[Start TEXT BLOCK]

Important Statistical Tests in SciPy

The scipy.stats library in Python includes a variety of functions to execute tests such as t-tests, chi-square tests and ANOVA, helping you validate assumptions and test hypotheses in different applications.

SciPy provides several statistical tests designed to assess different types of data and determine if observed differences or relationships are statistically significant. These tests play a critical role in hypothesis testing and analysis.

t-Test

A t-test is used to assess whether the means of two groups are different from one another typically applied in situations like comparing the results of two sample groups. The function scipy.stats.ttest_ind() can be used to perform a t-test on two independent samples.

The following example demonstrates how to perform a t-test on two datasets −

 from scipy.stats import ttest_ind import numpy as np # Generate sample data group1 = np.random.normal(0, 1, 100) group2 = np.random.normal(0.5, 1, 100) # Conduct the t-test stat, p_value = ttest_ind(group1, group2) print(f"t-statistic: {stat:.4f}") print(f"p-value: {p_value:.4f}") 

Here is the result of the t-test showing the t-statistic and p-value which help us to determine if the differences between the two groups are statistically significant −

 t-statistic: -3.1020 p-value: 0.0022 

Chi-Squared Test

The Chi-Squared Test is typically used to analyze categorical data, determining whether there is an association between two categorical variables. It's useful in situations like contingency tables where data is grouped into categories.

To perform Chi-Squared Test, SciPy provides the scipy.stats.chi2_contingency() function −

 from scipy.stats import chi2_contingency import numpy as np # Example data in a contingency table data = np.array([[10, 20], [20, 30]]) # Run the chi-squared test chi2_stat, p_val, dof, expected = chi2_contingency(data) print(f"Chi-squared statistic: {chi2_stat:.4f}") print(f"p-value: {p_val:.4f}") print(f"Degrees of freedom: {dof}") print(f"Expected values: \n{expected}")

[End TEXT BLOCK]
[Start RECORD EXTRACTS]

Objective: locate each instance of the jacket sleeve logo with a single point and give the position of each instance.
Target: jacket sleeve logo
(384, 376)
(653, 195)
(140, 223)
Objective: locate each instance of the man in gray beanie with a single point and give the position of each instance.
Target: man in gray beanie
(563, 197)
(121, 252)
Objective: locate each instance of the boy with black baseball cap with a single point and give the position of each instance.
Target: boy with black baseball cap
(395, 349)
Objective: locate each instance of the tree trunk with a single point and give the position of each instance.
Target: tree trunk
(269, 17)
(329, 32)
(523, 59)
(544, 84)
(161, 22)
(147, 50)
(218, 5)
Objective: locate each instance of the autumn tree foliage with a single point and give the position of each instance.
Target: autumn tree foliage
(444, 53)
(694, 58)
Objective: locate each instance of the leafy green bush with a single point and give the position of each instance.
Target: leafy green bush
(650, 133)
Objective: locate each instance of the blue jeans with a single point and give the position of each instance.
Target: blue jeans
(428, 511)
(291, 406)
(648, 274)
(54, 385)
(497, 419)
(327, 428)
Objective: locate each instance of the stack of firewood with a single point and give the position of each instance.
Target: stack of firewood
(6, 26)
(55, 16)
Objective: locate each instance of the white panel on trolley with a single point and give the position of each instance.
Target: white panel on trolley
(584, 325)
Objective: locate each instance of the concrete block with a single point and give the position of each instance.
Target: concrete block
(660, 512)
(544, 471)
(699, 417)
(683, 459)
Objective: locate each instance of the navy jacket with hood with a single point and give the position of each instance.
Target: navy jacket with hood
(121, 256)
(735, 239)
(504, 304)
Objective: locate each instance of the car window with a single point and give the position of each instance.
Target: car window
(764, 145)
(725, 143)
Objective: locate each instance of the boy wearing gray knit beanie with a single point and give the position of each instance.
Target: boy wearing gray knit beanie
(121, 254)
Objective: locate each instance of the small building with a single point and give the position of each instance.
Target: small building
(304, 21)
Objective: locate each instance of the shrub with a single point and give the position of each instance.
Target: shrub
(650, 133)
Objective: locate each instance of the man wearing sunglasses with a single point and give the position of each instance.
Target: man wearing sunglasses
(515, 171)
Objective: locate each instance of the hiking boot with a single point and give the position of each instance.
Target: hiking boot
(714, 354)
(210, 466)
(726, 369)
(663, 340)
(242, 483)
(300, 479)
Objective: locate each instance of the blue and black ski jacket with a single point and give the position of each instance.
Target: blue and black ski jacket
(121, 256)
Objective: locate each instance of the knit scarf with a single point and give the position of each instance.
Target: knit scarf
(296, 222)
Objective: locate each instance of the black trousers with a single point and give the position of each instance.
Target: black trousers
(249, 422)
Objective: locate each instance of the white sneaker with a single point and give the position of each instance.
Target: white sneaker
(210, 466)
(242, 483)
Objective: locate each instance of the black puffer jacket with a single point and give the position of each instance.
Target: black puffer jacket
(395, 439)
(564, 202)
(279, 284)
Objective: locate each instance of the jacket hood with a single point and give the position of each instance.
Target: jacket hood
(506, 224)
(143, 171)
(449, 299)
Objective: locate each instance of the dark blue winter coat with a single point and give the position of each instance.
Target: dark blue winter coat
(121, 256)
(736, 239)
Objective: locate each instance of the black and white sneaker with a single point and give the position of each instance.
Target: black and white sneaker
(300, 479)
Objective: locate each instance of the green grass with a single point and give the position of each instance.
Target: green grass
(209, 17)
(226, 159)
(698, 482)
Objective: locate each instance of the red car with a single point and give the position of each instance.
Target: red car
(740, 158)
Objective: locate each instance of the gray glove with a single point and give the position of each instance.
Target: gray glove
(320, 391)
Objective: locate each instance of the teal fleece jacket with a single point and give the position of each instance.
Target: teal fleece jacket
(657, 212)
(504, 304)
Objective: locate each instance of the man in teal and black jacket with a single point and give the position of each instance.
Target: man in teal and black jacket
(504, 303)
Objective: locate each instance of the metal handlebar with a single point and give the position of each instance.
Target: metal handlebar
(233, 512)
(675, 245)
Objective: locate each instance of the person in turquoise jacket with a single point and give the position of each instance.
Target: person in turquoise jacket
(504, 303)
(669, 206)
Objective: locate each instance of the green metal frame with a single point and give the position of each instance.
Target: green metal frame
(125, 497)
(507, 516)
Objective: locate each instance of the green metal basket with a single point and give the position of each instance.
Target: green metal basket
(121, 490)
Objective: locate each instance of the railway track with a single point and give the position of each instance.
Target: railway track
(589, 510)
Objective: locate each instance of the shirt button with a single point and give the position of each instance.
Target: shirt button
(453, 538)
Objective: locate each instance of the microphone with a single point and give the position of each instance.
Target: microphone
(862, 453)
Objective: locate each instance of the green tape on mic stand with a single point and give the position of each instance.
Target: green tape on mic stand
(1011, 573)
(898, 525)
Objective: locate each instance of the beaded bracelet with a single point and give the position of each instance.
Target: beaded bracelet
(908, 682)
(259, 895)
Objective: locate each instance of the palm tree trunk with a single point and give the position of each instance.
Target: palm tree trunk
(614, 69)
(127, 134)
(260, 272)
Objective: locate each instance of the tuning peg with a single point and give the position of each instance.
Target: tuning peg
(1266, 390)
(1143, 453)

[End RECORD EXTRACTS]

* _REQUESTS_
1. Retype, word for word, the part of the SciPy statistical tests text that opens with the words containing "The scipy.stats library" and closes with "testing and analysis.".
2. Continue the SciPy statistical tests text from the point where it stops.

* _OUTPUTS_
1.
The scipy.stats library in Python includes a variety of functions to execute tests such as t-tests, chi-square tests and ANOVA, helping you validate assumptions and test hypotheses in different applications.

SciPy provides several statistical tests designed to assess different types of data and determine if observed differences or relationships are statistically significant. These tests play a critical role in hypothesis testing and analysis.

2.
Below is the output of the Chi-squared test showing the statistic, p-value, degrees of freedom, and expected values:

 Chi-squared statistic: 0.1280 p-value: 0.7205 Degrees of freedom: 1 Expected values: [[11.25 18.75] [18.75 31.25]] 

ANOVA (Analysis of Variance)

ANOVA tests whether there are significant differences among the means of three or more groups. It's useful when comparing multiple datasets to determine if at least one of them is different from the others.

To perform a one-way ANOVA we can use the scipy.stats.f_oneway() function, following is the example which performs the Annova test −

 from scipy.stats import f_oneway import numpy as np # Example data from three groups group1 = np.random.normal(0, 1, 100) group2 = np.random.normal(1, 1, 100) group3 = np.random.normal(2, 1, 100) # Run one-way ANOVA f_stat, p_value = f_oneway(group1, group2, group3) print(f"F-statistic: {f_stat:.4f}") print(f"p-value: {p_value:.4f}")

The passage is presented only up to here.